BLOC DE TEXTE:
+===+

Ce cadre rigoureux assure que l’argent investi dans la capacité se traduit concrètement par une sécurité d’approvisionnement accrue pour le réseau.
Comparaison avec d’autres mécanismes de flexibilité
Les marchés de capacité ne sont pas le seul outil pour assurer la flexibilité du système électrique, mais ils en sont un pilier majeur. Il est utile de les distinguer d’autres mécanismes complémentaires, souvent regroupés sous le terme générique de « flexibilité électrique ».
Alors que les marchés de capacité rémunèrent une disponibilité structurelle à long terme, d’autres mécanismes se concentrent sur la gestion de l’équilibre à court terme.
- Mécanismes de flexibilité court terme : Ces mécanismes, comme les marchés d’ajustement ou les services système (réserve primaire, secondaire, tertiaire), sont activés en temps quasi-réel pour compenser des déséquilibres imprévus entre l’offre et la demande. Ils rémunèrent la rapidité et la précision de la réponse.
- Stockage d’énergie : Les batteries, les stations de pompage-turbinage ou les systèmes de stockage thermique peuvent participer à la fois aux marchés de capacité (en s’engageant sur une puissance disponible) et aux marchés d’ajustement (en injectant ou en absorbant de l’énergie sur demande).
- Interconnexions : La capacité à échanger de l’électricité avec les pays voisins offre une flexibilité précieuse, permettant d’importer ou d’exporter de l’énergie en fonction des besoins nationaux.
Pour une analyse plus approfondie de ces différentes approches, n’hésitez pas à consulter notre article sur la flexibilité électrique, un enjeu majeur pour les réseaux de demain. Les marchés de capacité viennent donc compléter ces outils en fournissant un socle de sécurité et en encourageant les investissements de long terme, indispensables à la résilience de notre système électrique.
Panorama des marchés de capacité en Europe
L’approche des marchés de capacité n’est pas uniforme à travers l’Europe. Chaque pays a adapté son mécanisme aux spécificités de son mix énergétique, de sa structure de marché et de ses objectifs politiques. Cependant, une tendance à la convergence et à l’harmonisation se dessine, sous l’impulsion des régulations européennes.
Le modèle français et ses spécificités
La France a mis en place son mécanisme de capacité en 2017, suite à des années de préparation. Il se distingue par plusieurs caractéristiques :
- Un mécanisme d’obligations et de certificats : Les fournisseurs d’électricité ont une obligation annuelle de capacité, proportionnelle à la consommation de leurs clients pendant les heures de pointe nationales. Pour y répondre, ils doivent acquérir des certificats de capacité auprès des acteurs (producteurs, effaceurs, importateurs) dont les capacités ont été certifiées par RTE, le gestionnaire du réseau de transport.
- Les « périodes de pointe » (PP1 et PP2) : RTE définit des jours et des heures spécifiques de forte tension sur le réseau, appelés périodes de pointe. C’est durant ces périodes que les capacités certifiées doivent être disponibles. En France, ces périodes sont généralement concentrées sur l’hiver, lorsque la consommation de chauffage électrique est maximale.

+===+

(Éléments répertoriés dans un jeu de données)
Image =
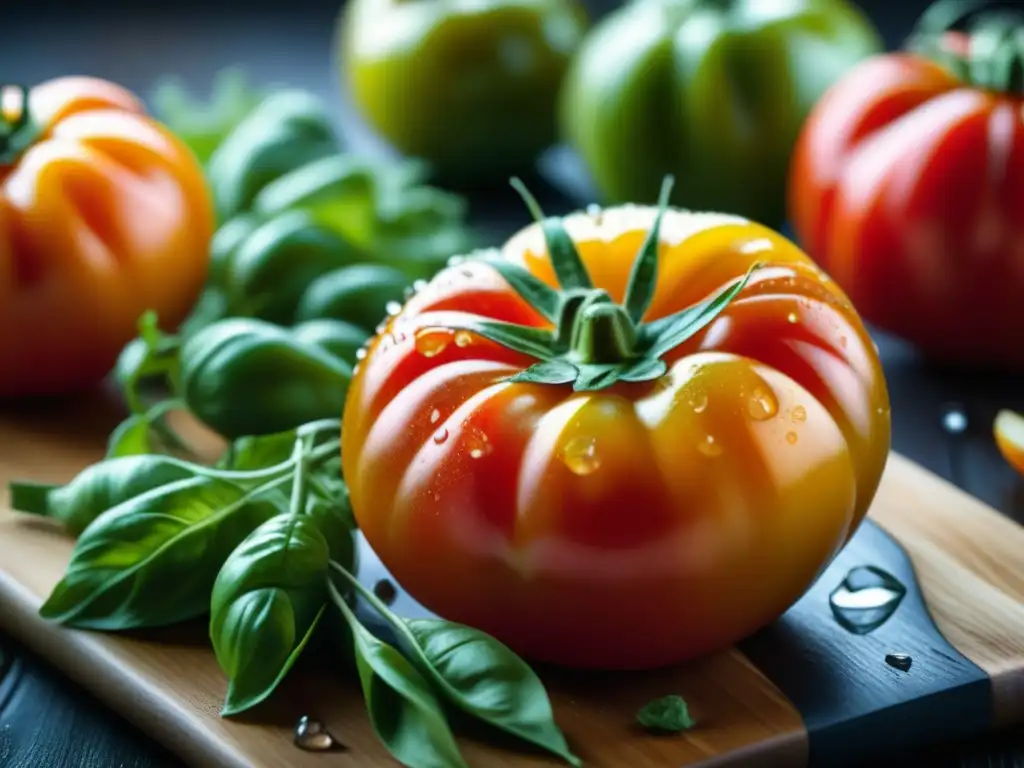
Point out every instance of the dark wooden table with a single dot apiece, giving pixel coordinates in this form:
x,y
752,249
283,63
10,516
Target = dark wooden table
x,y
46,722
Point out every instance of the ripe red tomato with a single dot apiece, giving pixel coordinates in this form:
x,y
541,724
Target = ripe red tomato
x,y
907,186
103,214
631,524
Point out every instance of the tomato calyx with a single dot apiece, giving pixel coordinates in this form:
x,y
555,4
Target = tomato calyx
x,y
19,132
981,47
594,342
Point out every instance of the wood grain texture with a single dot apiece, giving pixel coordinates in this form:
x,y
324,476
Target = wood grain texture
x,y
969,559
172,688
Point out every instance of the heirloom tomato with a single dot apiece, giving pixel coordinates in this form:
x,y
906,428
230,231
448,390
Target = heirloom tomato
x,y
712,90
641,466
907,186
103,215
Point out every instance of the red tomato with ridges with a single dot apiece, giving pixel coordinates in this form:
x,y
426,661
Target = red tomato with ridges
x,y
637,523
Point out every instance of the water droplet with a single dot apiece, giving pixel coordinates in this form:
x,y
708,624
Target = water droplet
x,y
710,446
312,735
385,591
430,342
953,419
762,404
865,599
478,444
580,455
899,662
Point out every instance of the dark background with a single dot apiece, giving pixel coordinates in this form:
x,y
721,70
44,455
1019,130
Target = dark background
x,y
46,722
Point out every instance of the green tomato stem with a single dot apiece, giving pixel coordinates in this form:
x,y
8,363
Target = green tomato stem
x,y
603,334
992,54
19,133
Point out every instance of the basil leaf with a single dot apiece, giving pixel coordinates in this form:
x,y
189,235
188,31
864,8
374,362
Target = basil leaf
x,y
548,372
667,714
97,488
152,560
485,679
334,518
257,452
407,716
476,673
130,437
204,126
266,603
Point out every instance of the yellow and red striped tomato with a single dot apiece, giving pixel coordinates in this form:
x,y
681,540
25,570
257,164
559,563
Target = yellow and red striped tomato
x,y
639,524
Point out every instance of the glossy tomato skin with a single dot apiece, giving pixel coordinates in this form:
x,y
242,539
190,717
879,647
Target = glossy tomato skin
x,y
103,216
907,186
639,525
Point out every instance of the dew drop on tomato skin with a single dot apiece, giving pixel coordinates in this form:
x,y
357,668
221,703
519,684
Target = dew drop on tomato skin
x,y
580,455
710,446
762,404
431,342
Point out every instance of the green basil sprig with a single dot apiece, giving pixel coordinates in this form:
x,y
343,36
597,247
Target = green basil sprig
x,y
152,561
475,673
266,603
96,488
403,710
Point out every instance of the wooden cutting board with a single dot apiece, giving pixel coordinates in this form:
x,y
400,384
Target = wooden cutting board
x,y
803,691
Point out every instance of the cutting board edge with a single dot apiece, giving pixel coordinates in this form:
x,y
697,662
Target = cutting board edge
x,y
171,724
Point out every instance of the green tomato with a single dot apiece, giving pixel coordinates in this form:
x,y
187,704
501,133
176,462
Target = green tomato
x,y
247,377
713,91
286,130
339,338
268,270
471,88
357,294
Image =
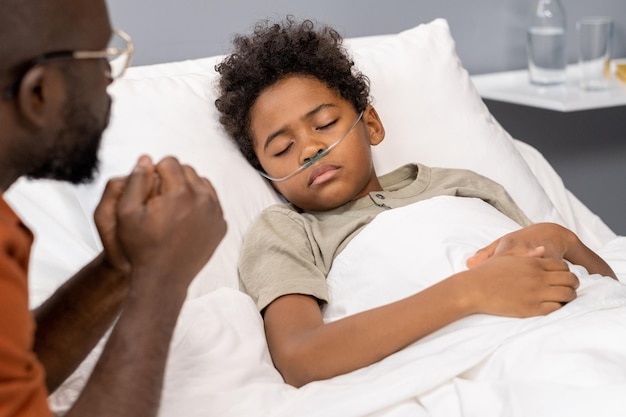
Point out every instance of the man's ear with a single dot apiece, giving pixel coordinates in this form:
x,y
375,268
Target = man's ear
x,y
374,125
37,99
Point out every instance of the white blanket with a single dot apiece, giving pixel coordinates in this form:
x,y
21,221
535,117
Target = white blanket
x,y
571,362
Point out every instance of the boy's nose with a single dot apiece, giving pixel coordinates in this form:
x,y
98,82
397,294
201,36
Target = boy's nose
x,y
315,157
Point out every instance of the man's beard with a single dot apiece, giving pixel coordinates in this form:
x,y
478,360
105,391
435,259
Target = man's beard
x,y
73,156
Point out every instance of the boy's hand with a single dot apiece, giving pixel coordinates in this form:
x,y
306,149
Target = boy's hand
x,y
520,286
547,240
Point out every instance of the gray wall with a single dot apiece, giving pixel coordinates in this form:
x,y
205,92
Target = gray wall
x,y
490,34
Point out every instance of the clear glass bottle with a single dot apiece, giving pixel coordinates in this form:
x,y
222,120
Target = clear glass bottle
x,y
546,43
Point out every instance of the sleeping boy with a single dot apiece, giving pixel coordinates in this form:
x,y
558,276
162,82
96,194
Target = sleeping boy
x,y
300,113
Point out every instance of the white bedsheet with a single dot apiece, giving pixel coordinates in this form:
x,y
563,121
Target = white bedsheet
x,y
571,362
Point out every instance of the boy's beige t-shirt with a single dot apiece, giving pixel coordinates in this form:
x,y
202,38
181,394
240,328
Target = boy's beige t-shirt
x,y
289,252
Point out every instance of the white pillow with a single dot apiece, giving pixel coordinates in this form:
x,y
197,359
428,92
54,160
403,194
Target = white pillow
x,y
433,114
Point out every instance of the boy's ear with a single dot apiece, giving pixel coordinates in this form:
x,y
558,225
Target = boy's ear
x,y
374,125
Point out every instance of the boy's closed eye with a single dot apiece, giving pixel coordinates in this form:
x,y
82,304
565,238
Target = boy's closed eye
x,y
285,150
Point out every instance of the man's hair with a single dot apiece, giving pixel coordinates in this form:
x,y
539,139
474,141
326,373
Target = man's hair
x,y
272,52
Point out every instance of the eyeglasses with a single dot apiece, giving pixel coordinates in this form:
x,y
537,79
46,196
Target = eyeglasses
x,y
118,54
319,155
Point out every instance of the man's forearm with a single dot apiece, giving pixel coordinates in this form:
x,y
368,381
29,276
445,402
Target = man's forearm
x,y
72,321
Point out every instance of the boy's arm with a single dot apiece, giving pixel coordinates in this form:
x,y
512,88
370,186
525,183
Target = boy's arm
x,y
557,242
305,349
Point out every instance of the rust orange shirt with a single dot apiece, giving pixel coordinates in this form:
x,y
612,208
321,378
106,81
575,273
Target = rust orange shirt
x,y
22,387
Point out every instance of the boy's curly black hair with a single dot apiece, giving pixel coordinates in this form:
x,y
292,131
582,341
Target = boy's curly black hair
x,y
272,52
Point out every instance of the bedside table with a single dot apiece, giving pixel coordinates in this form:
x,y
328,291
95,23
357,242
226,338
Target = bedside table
x,y
581,133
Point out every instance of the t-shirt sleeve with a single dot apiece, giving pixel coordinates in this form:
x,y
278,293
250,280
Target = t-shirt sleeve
x,y
470,184
278,258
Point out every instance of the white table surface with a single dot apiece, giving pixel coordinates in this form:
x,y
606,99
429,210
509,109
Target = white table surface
x,y
514,87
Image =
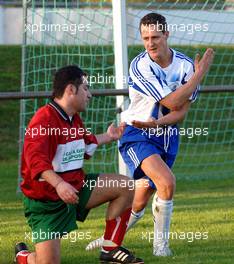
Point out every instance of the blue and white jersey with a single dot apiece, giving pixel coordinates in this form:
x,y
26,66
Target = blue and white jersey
x,y
149,83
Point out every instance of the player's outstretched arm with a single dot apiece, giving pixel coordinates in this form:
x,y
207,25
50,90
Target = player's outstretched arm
x,y
113,133
64,190
179,97
173,117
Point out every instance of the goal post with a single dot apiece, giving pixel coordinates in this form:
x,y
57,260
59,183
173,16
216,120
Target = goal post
x,y
102,37
121,60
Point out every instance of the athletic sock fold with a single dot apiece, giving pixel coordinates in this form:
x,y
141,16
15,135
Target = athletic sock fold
x,y
22,256
115,231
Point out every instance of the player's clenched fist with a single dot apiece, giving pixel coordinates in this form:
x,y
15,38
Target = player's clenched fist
x,y
202,64
67,193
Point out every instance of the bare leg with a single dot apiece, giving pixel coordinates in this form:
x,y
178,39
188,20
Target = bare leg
x,y
46,253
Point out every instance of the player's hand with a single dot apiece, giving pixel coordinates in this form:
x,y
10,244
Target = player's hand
x,y
202,64
151,123
67,193
116,132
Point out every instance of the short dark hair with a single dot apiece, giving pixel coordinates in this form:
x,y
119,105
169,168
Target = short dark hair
x,y
154,19
71,74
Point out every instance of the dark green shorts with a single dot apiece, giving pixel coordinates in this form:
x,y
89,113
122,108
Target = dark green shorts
x,y
51,220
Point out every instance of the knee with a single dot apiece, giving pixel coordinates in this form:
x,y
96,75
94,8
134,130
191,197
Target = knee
x,y
168,188
139,206
128,191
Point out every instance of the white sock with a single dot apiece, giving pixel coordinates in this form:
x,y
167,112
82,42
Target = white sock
x,y
134,218
162,211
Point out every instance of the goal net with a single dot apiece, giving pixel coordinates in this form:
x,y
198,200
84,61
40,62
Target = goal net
x,y
58,33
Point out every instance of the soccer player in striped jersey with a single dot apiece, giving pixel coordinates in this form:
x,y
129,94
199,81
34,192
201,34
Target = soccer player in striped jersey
x,y
162,84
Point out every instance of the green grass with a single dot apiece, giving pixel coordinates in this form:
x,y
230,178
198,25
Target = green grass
x,y
200,206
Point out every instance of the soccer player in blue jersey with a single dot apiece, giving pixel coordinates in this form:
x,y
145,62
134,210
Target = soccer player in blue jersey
x,y
162,84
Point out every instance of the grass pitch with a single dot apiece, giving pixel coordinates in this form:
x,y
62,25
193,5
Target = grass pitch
x,y
203,221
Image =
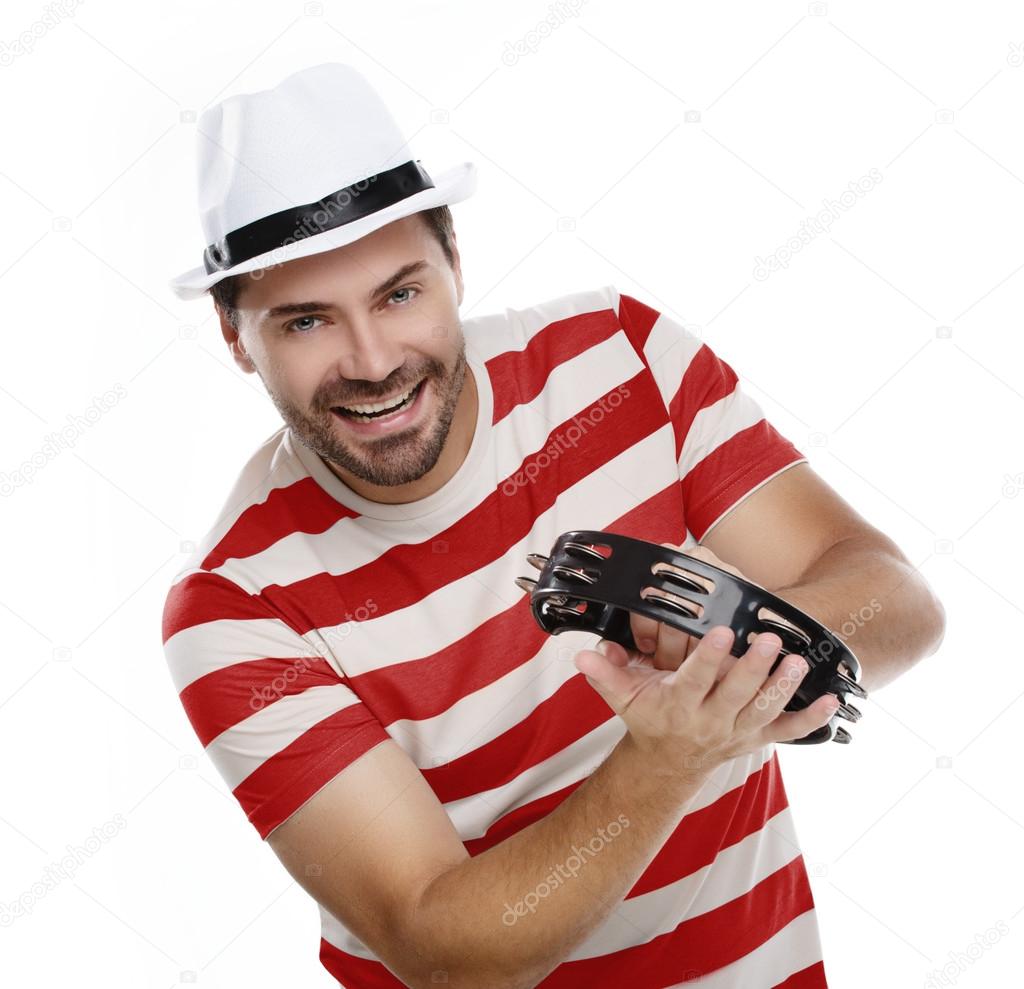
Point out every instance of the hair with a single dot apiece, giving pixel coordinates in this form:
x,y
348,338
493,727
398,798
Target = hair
x,y
438,221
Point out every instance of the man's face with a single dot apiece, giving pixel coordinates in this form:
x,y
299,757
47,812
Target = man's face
x,y
346,328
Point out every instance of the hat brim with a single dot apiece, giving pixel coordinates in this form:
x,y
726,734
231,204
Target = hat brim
x,y
453,185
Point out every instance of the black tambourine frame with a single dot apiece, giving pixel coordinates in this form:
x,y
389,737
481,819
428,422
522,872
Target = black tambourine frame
x,y
593,579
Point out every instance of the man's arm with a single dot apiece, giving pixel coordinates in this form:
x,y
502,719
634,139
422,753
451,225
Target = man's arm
x,y
796,536
377,850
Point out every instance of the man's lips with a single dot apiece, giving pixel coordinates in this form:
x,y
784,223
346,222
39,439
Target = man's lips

+===+

TÂCHE DEMANDÉE A:
Indiquez combien de lignes des enregistrements contiennent la chaîne "cutting", en tenant compte de la casse. Donnez uniquement ce nombre.
TÂCHE DEMANDÉE B:
Prolongez le texte sur les marchés de capacité à partir de sa dernière phrase.

RÉSULTAT OBTENU A:
4

RÉSULTAT OBTENU B:
- Un rôle central pour RTE : Le gestionnaire de réseau est chargé de la certification des capacités, de l’établissement du besoin national en capacité, de la publication du calendrier des jours de pointe et du contrôle de la disponibilité.
- L’intégration de l’effacement : Le modèle français valorise pleinement les capacités d’effacement de consommation, c’est-à-dire la capacité d’industriels ou de grands consommateurs à réduire leur demande à la demande. Ces effacements sont traités sur un pied d’égalité avec la production, renforçant la flexibilité du système.
Ce mécanisme est encadré par des règles précises définies et mises à jour régulièrement. Pour une compréhension détaillée, vous pouvez consulter les dernières Règles du mécanisme de capacité sur le site du Ministère de la Transition Écologique.
Approches adoptées au Royaume-Uni et en Italie
D’autres pays européens ont également développé des mécanismes de capacité, souvent avec des nuances importantes.
Royaume-Uni : Le Capacity Market
Le Royaume-Uni a lancé son « Capacity Market » en 2014, avant la France, et il est souvent cité comme un modèle précurseur.
- Un système d’enchères inversées : Le gouvernement fixe une cible de capacité à acquérir pour les années futures. Les opérateurs de capacités (nouvelles ou existantes) soumissionnent un prix pour s’engager à fournir une puissance donnée. Les moins chers remportent des contrats de capacité, qui leur garantissent des paiements pour leur disponibilité.
- Contrats de longue durée : Pour les nouvelles capacités, des contrats pouvant aller jusqu’à 15 ans sont attribués, offrant une visibilité et une sécurité d’investissement cruciales pour les projets d’envergure.
- Rôle d’Ofgem : L’autorité de régulation (Ofgem) et l’opérateur de réseau (National Grid ESO) sont les acteurs clés de la conception et de la mise en œuvre.
Italie : Le Capacity Market Italien
L’Italie, confrontée à des enjeux similaires de sécurité d’approvisionnement et d’intégration des renouvelables, a également mis en place son propre mécanisme, avec une orientation distincte.
- Enchères centralisées : Similaire au Royaume-Uni, l’Italie utilise un système d’enchères où les fournisseurs de capacité s’engagent sur des années de livraison futures.
- Focus sur la flexibilité : Le mécanisme italien met un accent particulier sur la flexibilité et la réactivité des capacités, récompensant celles qui peuvent répondre rapidement aux signaux du réseau.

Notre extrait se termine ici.